**Description of the task:**
Where a line below holds the string "balcony", count it; then give the total without any other words.

[Photo-based referring expression data]
—————

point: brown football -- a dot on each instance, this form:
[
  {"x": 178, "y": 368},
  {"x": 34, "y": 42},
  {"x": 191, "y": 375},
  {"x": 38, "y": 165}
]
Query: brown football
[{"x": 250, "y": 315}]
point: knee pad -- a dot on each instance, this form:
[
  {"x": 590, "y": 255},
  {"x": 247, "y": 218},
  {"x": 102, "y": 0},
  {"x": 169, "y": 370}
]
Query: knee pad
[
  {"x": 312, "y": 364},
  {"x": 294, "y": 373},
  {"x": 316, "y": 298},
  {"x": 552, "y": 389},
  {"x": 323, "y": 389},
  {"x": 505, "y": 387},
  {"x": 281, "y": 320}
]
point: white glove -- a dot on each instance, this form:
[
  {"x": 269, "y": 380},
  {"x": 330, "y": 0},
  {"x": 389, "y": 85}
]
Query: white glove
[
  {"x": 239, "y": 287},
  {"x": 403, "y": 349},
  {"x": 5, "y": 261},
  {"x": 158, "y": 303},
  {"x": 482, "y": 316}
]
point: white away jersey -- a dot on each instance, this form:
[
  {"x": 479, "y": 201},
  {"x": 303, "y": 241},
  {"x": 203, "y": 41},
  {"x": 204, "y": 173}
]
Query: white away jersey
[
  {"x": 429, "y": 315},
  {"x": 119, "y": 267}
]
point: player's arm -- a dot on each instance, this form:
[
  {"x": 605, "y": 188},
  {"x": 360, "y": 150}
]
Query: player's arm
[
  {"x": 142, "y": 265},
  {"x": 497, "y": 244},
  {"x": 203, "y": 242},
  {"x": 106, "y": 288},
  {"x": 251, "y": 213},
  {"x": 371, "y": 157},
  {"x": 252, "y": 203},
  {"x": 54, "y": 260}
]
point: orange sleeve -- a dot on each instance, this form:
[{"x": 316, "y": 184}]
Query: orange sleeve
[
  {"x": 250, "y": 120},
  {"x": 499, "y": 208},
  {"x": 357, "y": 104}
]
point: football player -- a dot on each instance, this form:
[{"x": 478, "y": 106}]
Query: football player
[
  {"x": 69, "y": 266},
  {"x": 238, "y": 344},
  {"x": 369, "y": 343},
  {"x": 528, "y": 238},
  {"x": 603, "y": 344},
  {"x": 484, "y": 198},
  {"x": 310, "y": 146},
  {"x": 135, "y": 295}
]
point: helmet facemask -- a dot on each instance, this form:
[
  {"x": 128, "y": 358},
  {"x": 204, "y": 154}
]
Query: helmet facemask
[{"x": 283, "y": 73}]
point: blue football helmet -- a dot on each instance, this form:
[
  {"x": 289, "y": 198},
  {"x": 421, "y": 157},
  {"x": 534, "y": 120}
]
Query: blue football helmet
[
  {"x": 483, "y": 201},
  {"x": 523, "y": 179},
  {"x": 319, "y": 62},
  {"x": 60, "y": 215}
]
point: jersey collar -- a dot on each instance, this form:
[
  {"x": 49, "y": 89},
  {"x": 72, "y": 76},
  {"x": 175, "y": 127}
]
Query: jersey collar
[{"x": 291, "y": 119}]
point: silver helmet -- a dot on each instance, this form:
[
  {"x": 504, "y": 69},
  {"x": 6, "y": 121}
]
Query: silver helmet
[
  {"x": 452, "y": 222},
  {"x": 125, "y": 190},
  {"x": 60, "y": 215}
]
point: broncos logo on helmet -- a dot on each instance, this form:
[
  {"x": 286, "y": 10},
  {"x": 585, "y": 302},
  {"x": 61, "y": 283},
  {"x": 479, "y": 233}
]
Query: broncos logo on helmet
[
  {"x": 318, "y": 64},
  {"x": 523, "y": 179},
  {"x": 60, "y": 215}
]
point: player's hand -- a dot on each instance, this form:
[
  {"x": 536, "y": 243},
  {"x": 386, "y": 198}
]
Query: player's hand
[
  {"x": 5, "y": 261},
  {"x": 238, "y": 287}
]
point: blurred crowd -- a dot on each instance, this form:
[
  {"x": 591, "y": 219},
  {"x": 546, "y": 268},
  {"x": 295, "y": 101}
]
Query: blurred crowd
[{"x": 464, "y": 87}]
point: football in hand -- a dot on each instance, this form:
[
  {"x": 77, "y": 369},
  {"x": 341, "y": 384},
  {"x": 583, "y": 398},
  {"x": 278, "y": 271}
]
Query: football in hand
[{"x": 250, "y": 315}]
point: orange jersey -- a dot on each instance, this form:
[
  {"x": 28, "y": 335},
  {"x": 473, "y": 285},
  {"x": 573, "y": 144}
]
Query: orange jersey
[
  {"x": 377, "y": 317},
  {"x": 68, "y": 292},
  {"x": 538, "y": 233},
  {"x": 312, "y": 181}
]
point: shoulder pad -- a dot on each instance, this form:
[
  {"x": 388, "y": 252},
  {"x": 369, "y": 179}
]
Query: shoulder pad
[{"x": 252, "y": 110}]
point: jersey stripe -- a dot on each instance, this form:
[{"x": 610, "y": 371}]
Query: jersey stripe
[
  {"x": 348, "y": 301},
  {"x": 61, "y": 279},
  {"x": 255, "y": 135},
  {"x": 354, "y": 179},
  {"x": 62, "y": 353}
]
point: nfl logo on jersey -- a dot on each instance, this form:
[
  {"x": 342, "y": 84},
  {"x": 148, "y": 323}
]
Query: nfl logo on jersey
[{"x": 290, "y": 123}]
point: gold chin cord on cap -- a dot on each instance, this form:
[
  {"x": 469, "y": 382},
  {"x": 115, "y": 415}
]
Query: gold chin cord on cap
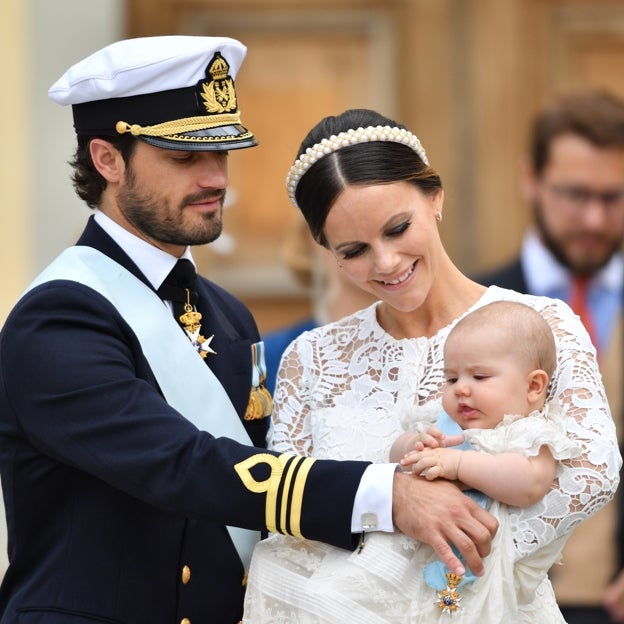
[
  {"x": 344, "y": 139},
  {"x": 190, "y": 319},
  {"x": 178, "y": 126}
]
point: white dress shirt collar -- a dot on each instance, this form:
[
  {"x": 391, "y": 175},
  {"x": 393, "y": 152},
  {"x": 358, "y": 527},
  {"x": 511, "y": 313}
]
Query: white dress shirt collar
[{"x": 544, "y": 274}]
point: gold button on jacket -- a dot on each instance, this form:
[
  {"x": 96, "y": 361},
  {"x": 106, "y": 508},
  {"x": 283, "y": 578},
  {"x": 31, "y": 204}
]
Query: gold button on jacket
[{"x": 186, "y": 575}]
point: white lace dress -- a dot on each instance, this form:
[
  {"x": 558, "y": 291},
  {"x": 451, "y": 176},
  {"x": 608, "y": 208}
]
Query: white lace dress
[{"x": 341, "y": 391}]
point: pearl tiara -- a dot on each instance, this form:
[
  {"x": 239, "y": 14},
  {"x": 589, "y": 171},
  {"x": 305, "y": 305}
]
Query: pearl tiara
[{"x": 350, "y": 137}]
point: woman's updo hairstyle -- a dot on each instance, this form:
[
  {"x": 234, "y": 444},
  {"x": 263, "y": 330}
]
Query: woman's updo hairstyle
[{"x": 358, "y": 157}]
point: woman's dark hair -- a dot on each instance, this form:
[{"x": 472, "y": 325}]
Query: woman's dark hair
[
  {"x": 375, "y": 162},
  {"x": 88, "y": 182}
]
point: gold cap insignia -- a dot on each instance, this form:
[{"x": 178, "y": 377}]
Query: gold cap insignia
[{"x": 218, "y": 95}]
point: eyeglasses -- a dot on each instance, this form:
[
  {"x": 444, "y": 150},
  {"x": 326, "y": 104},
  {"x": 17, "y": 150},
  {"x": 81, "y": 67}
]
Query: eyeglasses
[{"x": 578, "y": 197}]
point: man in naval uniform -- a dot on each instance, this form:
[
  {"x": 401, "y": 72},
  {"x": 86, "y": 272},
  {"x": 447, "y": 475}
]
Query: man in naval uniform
[{"x": 132, "y": 411}]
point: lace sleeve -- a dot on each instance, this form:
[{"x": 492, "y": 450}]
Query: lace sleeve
[
  {"x": 587, "y": 482},
  {"x": 290, "y": 431}
]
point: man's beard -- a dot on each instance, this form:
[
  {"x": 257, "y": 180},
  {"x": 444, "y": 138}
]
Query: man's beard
[
  {"x": 586, "y": 266},
  {"x": 158, "y": 221}
]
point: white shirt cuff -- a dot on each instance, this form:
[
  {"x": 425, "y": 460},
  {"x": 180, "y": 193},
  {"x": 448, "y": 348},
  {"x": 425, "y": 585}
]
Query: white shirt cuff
[{"x": 374, "y": 496}]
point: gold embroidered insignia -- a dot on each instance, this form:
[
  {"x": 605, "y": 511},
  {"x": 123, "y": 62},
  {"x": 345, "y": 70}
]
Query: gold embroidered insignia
[{"x": 219, "y": 95}]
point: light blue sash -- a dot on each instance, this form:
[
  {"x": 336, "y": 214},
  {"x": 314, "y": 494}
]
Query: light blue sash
[{"x": 166, "y": 348}]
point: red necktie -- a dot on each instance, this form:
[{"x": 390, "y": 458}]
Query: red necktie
[{"x": 578, "y": 303}]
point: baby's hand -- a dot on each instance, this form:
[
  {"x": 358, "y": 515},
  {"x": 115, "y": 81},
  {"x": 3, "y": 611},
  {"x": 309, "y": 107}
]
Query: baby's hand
[
  {"x": 433, "y": 463},
  {"x": 434, "y": 438}
]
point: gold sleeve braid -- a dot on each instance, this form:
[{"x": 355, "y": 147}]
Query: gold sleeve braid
[{"x": 284, "y": 488}]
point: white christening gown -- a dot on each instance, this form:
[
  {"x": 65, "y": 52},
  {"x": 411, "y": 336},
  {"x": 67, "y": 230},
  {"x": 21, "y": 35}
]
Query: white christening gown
[{"x": 343, "y": 392}]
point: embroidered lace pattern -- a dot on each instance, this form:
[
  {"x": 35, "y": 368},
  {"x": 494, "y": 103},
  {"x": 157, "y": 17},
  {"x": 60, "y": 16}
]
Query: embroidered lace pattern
[{"x": 340, "y": 393}]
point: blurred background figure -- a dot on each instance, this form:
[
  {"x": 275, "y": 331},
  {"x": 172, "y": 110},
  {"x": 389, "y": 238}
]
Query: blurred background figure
[
  {"x": 574, "y": 181},
  {"x": 332, "y": 294}
]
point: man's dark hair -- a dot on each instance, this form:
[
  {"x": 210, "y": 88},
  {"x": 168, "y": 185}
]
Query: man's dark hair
[
  {"x": 594, "y": 115},
  {"x": 88, "y": 182}
]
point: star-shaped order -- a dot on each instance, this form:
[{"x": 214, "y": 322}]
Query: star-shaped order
[
  {"x": 201, "y": 344},
  {"x": 449, "y": 598}
]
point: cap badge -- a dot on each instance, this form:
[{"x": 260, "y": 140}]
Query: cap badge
[{"x": 218, "y": 95}]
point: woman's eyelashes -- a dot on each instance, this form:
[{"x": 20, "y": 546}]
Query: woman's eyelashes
[{"x": 358, "y": 250}]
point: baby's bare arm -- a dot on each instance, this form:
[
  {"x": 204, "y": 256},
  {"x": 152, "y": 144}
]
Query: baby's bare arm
[{"x": 510, "y": 478}]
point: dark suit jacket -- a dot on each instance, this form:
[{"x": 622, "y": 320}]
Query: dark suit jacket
[{"x": 109, "y": 492}]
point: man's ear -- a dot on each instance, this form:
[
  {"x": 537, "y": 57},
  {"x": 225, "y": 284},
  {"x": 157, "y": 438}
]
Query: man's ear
[
  {"x": 107, "y": 159},
  {"x": 538, "y": 383}
]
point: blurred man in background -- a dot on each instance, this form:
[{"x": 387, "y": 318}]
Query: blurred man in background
[{"x": 574, "y": 179}]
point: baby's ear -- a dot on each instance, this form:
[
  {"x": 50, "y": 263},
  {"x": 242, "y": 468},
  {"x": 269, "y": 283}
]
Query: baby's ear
[{"x": 538, "y": 383}]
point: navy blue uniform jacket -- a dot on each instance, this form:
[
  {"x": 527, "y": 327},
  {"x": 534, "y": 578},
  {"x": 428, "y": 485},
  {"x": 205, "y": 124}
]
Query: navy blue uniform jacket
[{"x": 116, "y": 504}]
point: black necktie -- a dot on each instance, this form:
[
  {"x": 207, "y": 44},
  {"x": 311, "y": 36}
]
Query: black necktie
[{"x": 179, "y": 287}]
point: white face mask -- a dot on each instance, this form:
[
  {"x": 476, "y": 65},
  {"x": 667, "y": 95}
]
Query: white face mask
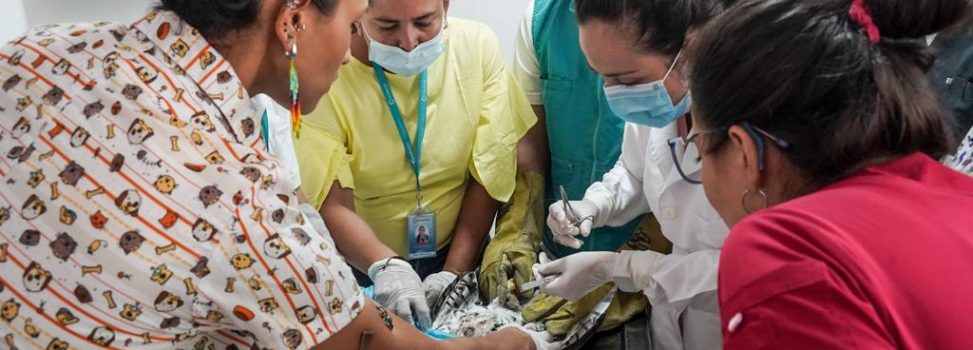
[{"x": 406, "y": 63}]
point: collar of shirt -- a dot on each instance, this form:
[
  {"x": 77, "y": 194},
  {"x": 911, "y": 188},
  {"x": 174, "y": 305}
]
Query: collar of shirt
[{"x": 188, "y": 52}]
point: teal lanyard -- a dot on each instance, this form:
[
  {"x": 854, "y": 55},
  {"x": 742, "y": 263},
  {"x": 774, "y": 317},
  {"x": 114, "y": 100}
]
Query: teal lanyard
[
  {"x": 265, "y": 130},
  {"x": 414, "y": 153}
]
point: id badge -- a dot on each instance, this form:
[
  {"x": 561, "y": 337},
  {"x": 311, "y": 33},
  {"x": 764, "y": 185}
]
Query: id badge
[{"x": 421, "y": 234}]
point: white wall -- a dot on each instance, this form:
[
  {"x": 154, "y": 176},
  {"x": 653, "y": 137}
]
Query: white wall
[
  {"x": 13, "y": 20},
  {"x": 17, "y": 16},
  {"x": 502, "y": 15}
]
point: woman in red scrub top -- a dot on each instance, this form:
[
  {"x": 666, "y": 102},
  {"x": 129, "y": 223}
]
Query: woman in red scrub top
[{"x": 819, "y": 138}]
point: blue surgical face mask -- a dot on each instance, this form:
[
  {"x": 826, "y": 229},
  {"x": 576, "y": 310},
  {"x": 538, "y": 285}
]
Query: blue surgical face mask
[
  {"x": 406, "y": 63},
  {"x": 647, "y": 104}
]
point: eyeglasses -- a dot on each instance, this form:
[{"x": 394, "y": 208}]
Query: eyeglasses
[{"x": 690, "y": 161}]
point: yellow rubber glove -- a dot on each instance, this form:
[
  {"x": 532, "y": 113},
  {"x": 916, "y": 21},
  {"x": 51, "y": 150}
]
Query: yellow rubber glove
[{"x": 514, "y": 247}]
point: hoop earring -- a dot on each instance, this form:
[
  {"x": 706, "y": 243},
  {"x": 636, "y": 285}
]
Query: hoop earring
[
  {"x": 295, "y": 86},
  {"x": 743, "y": 200}
]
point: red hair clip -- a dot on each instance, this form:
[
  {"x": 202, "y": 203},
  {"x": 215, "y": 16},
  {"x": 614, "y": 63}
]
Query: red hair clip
[{"x": 860, "y": 15}]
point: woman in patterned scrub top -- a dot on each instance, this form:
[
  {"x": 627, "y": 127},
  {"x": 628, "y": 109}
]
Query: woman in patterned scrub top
[{"x": 139, "y": 207}]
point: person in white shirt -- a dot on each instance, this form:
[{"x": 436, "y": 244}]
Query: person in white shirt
[{"x": 637, "y": 46}]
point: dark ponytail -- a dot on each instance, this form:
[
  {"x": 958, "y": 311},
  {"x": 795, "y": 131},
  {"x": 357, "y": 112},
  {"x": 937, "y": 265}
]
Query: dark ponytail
[
  {"x": 660, "y": 25},
  {"x": 808, "y": 73},
  {"x": 214, "y": 18}
]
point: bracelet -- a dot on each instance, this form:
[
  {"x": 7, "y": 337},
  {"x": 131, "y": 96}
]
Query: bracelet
[{"x": 375, "y": 268}]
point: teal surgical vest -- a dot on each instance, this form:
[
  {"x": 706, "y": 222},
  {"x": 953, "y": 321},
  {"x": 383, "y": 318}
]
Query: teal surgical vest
[{"x": 585, "y": 136}]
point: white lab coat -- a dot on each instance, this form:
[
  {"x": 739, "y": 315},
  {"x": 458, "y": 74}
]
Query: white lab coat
[{"x": 683, "y": 284}]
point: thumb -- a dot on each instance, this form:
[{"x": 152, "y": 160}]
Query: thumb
[
  {"x": 542, "y": 257},
  {"x": 585, "y": 227},
  {"x": 422, "y": 313}
]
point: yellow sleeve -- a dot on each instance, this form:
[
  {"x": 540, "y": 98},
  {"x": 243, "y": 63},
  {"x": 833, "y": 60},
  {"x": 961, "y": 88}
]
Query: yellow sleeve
[
  {"x": 505, "y": 116},
  {"x": 322, "y": 153}
]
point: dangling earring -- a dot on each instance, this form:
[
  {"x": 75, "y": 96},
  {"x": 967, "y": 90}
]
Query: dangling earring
[
  {"x": 295, "y": 87},
  {"x": 743, "y": 200}
]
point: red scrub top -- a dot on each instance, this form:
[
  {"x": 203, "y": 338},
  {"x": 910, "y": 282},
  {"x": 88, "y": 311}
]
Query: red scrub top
[{"x": 881, "y": 260}]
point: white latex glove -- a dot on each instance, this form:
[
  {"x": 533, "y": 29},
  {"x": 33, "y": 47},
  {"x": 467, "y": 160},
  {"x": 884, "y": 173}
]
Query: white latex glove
[
  {"x": 581, "y": 273},
  {"x": 435, "y": 284},
  {"x": 398, "y": 287},
  {"x": 543, "y": 340},
  {"x": 564, "y": 228}
]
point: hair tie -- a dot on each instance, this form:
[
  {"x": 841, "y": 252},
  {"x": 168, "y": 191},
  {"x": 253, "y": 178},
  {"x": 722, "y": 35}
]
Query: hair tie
[{"x": 860, "y": 15}]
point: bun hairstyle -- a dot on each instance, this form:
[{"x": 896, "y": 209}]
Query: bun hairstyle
[
  {"x": 213, "y": 18},
  {"x": 660, "y": 25},
  {"x": 842, "y": 81}
]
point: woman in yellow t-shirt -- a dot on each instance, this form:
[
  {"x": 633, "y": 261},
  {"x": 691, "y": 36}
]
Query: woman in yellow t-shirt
[{"x": 424, "y": 98}]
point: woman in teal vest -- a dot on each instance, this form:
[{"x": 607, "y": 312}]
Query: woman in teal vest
[{"x": 576, "y": 140}]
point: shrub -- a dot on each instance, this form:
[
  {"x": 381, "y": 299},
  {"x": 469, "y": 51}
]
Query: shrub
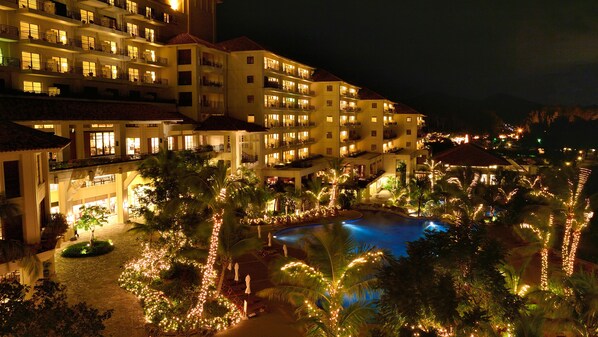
[{"x": 84, "y": 249}]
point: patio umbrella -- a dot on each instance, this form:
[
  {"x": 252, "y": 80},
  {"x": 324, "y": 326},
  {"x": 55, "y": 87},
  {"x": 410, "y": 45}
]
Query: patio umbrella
[{"x": 247, "y": 284}]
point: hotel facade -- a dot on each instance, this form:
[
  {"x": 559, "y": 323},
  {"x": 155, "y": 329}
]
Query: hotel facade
[{"x": 121, "y": 79}]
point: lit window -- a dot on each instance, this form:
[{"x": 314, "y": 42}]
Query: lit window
[
  {"x": 30, "y": 61},
  {"x": 29, "y": 86},
  {"x": 89, "y": 68},
  {"x": 154, "y": 145},
  {"x": 29, "y": 31}
]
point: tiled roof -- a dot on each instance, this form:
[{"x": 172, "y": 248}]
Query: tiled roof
[
  {"x": 225, "y": 123},
  {"x": 469, "y": 154},
  {"x": 58, "y": 109},
  {"x": 242, "y": 43},
  {"x": 365, "y": 93},
  {"x": 185, "y": 38},
  {"x": 15, "y": 137},
  {"x": 321, "y": 75}
]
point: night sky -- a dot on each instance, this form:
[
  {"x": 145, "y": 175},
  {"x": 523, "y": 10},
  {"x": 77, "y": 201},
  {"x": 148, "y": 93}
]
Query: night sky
[{"x": 545, "y": 51}]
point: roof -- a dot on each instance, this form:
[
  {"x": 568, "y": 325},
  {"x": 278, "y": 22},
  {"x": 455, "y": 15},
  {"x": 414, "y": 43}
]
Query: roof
[
  {"x": 365, "y": 93},
  {"x": 469, "y": 154},
  {"x": 242, "y": 43},
  {"x": 15, "y": 137},
  {"x": 405, "y": 109},
  {"x": 54, "y": 109},
  {"x": 225, "y": 123},
  {"x": 321, "y": 75},
  {"x": 186, "y": 38}
]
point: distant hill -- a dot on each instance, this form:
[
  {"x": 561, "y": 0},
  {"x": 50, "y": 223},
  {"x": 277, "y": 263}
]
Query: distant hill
[{"x": 452, "y": 113}]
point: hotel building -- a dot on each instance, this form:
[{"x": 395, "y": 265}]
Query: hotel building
[{"x": 120, "y": 79}]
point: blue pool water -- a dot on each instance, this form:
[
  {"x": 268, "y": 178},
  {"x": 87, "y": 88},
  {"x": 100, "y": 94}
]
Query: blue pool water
[{"x": 379, "y": 229}]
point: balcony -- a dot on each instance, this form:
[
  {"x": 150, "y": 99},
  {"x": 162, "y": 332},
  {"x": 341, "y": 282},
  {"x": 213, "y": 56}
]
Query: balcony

—————

**Response area:**
2